[BEGIN Record extracts]
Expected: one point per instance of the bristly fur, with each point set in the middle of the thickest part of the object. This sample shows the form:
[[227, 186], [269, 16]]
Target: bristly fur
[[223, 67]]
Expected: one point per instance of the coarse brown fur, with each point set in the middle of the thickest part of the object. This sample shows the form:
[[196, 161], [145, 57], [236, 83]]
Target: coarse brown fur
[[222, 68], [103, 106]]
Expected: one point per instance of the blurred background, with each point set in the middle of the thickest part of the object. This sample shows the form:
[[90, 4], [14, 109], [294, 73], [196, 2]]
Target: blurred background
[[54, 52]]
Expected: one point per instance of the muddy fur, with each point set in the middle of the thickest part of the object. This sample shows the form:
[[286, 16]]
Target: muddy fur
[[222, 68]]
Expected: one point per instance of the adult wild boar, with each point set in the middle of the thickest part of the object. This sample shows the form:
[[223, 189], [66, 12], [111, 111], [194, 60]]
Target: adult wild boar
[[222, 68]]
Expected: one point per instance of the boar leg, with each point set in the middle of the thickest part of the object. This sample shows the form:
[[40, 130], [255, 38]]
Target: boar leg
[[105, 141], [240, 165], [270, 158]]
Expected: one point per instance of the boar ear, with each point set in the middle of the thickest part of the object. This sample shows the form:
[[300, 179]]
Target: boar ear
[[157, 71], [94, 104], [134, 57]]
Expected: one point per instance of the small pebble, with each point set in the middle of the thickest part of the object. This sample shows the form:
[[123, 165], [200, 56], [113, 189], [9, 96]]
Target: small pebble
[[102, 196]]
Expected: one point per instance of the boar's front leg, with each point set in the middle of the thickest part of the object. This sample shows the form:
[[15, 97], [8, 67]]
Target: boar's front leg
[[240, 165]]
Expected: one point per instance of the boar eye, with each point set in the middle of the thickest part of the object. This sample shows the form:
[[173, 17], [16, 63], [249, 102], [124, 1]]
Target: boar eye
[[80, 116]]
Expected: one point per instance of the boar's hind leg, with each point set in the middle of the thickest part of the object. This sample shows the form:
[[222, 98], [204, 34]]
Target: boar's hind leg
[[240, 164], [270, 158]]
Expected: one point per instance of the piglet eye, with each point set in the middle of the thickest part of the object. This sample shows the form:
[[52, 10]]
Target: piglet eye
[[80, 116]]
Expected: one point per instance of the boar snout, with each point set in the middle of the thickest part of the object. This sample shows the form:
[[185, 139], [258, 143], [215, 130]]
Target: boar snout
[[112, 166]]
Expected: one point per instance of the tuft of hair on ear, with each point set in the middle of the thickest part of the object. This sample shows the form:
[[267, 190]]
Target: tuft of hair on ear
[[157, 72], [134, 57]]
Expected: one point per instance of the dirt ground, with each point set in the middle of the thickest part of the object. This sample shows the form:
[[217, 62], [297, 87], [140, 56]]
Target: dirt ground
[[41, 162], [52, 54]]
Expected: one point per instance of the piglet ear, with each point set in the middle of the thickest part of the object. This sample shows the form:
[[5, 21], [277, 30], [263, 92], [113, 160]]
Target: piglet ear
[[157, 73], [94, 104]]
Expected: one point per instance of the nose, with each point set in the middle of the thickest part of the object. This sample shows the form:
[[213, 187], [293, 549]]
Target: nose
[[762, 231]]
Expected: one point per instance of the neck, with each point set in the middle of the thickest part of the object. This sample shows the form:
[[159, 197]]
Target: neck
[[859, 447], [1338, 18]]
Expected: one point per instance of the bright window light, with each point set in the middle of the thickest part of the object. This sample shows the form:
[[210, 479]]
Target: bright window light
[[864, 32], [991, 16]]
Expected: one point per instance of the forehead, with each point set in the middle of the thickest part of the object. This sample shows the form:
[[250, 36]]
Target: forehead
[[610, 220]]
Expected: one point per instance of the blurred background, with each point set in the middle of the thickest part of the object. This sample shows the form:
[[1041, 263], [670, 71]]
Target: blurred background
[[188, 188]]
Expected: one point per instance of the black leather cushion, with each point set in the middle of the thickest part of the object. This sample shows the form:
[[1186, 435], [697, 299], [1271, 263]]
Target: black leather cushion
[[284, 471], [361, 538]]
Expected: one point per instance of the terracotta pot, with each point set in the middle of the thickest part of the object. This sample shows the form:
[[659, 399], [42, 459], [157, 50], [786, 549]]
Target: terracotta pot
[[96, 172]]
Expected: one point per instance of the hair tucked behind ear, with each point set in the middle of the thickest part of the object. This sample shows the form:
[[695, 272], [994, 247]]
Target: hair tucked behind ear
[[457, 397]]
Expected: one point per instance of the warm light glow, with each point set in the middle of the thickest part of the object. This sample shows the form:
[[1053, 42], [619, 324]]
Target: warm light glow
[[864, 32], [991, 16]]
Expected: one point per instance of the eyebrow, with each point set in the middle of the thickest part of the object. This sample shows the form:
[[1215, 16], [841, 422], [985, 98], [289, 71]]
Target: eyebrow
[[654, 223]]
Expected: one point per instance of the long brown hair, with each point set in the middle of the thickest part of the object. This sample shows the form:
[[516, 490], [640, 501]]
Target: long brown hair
[END Record extracts]
◆ **Written request**
Can you return the lines above word for word, every one of them?

◆ **Complete response**
Expected: one point per instance of the bristly fur, with each point set in the middle of the thickest part of the object. This sample shows the form:
[[227, 186], [269, 16]]
Target: bristly fur
[[223, 67]]
Expected: one point per instance of the coarse brown fur, with each point set in the middle of the thickest part of the object. This sample shows the form:
[[196, 161], [145, 57], [236, 83]]
Target: coarse brown fur
[[222, 68], [103, 106]]
Expected: one point per instance of the blurred background, with each point set in the middle of the thickest part of the object. This sample shows the form:
[[90, 4], [14, 109], [294, 73], [196, 2]]
Target: blurred background
[[54, 52]]
Expected: one point per instance of the muddy fur, with each point set in the middle of the thickest part of the object. This sample shows the form:
[[286, 16]]
Target: muddy fur
[[222, 68]]
Expected: one point per instance of the adult wild boar, with each point set in the middle of the thickest part of the object. This sample shows the form:
[[223, 189], [66, 12], [111, 111], [194, 60]]
Target: adult wild boar
[[222, 68]]
Expected: one point per instance of the boar leg, with each point set in the middle of the thickest part of the object. This sample shows the form:
[[40, 130], [255, 38]]
Target: boar leg
[[105, 141], [240, 165], [270, 158]]
Expected: one point per instance of the boar ear, with each point set in the middle of the thickest part of the object. This sample shows the form:
[[300, 179]]
Target: boar ear
[[157, 71], [94, 104], [134, 57]]
Expected: one point per instance of the small pebble, with each point set in the middle of the thickest part of the object. This sample shows the form:
[[123, 165], [200, 56], [113, 189], [9, 96]]
Target: small pebble
[[102, 196]]
Expected: one point per instance of the boar's front leg, with each point set in the middle of the thickest part of the object. This sample shows the form:
[[15, 97], [8, 67]]
Target: boar's front leg
[[240, 165]]
Expected: one point per instance of the boar eye, with each point set in the middle of the thickest part of the object. This sample shows the form:
[[173, 17], [16, 63], [249, 102], [124, 1]]
Target: boar eye
[[80, 116]]
Expected: one point per instance of the boar's hind leg, with each point set in the middle of the thickest part of the object. This sample shows the form:
[[222, 98], [204, 34]]
Target: boar's hind leg
[[240, 164], [270, 158]]
Expected: one point per instance of the piglet eye, with each point set in the middle of the thickest part of the object. This sample shows the form:
[[52, 10]]
Target: piglet eye
[[80, 116]]
Expected: one point per instance of the boar snout, with each point set in the middle of the thickest part of the object. This sample shows the form:
[[185, 139], [258, 143], [215, 130]]
Target: boar snout
[[112, 166]]
Expected: one point per instance of the tuft of hair on ear, with each point set in the middle of the thickest part of the object. This sample shows the form:
[[267, 190]]
Target: tuft of hair on ear
[[157, 72], [134, 57]]
Expected: one point per instance of the dirt ground, with each point set in the middle of the thickest part of the object. This sample shows the form:
[[217, 62], [297, 87], [140, 56]]
Target: dirt ground
[[41, 162], [52, 54]]
Expected: one point per instance of the piglet ear, with each point set in the middle of the thickest part of the object. This sample shows the form:
[[5, 21], [277, 30], [263, 92], [113, 160]]
Target: piglet ear
[[157, 73], [94, 104]]
Expected: one point per instance of the nose, with each point set in the middle of the thickest part of the object. This sample shows the form:
[[213, 187], [293, 549]]
Target: nose
[[762, 231]]
Expected: one point per instance of the neck, with each point set in the middle of the thickest part of the object. This sample shows the form:
[[159, 197]]
Target: neck
[[859, 447], [1338, 18]]
Expected: one point per instance of the bright window light, with each point set in the middle of the thickest part of the object. This sample shows the form:
[[210, 479]]
Target: bright window light
[[864, 32], [991, 16]]
Expected: one point per instance of the forehead, with each point set in the middle of the thickest part of the object. This sample shows the form:
[[250, 36]]
Target: forehead
[[610, 220]]
Expected: one point per instance of the blurred background, with each point set in the middle of the thickest part of the object. This sample shows the form:
[[1041, 263], [670, 71]]
Target: blurred background
[[188, 188]]
Expected: one point per instance of the black leather cushion, with each point set in the middle of the thickest part of the object. This sample shows the form:
[[1186, 435], [697, 299], [1271, 263]]
Target: black leather cushion
[[284, 471], [361, 538]]
Expected: one point per instance of the terracotta pot, with each point set in the middle of the thickest part of the object. This sample shows the form:
[[659, 399], [42, 459], [157, 50], [786, 549]]
Target: terracotta pot
[[96, 172]]
Expected: one point per instance of the hair tucked behind ear, with each point set in the middle of the thickest part of the object. This sample shows the form:
[[695, 272], [994, 247]]
Target: hair tucked behind ear
[[457, 397]]
Expected: one point per instance of the warm light glow, with each point set in the middle of the thickest part of the object. This sample shows the form:
[[1053, 42], [619, 324]]
Target: warm light glow
[[864, 32], [991, 16]]
Expected: one point per instance of the eyebrow, with each point set in the middle of the thickest part of the object. This sample shows the form:
[[1215, 16], [841, 422], [985, 98], [289, 71]]
Target: eyebrow
[[654, 223]]
Expected: one point per instance of the long brown hair, with each point set in the middle of the thickest part of the object. This sample shows the form:
[[516, 490], [640, 501]]
Target: long brown hair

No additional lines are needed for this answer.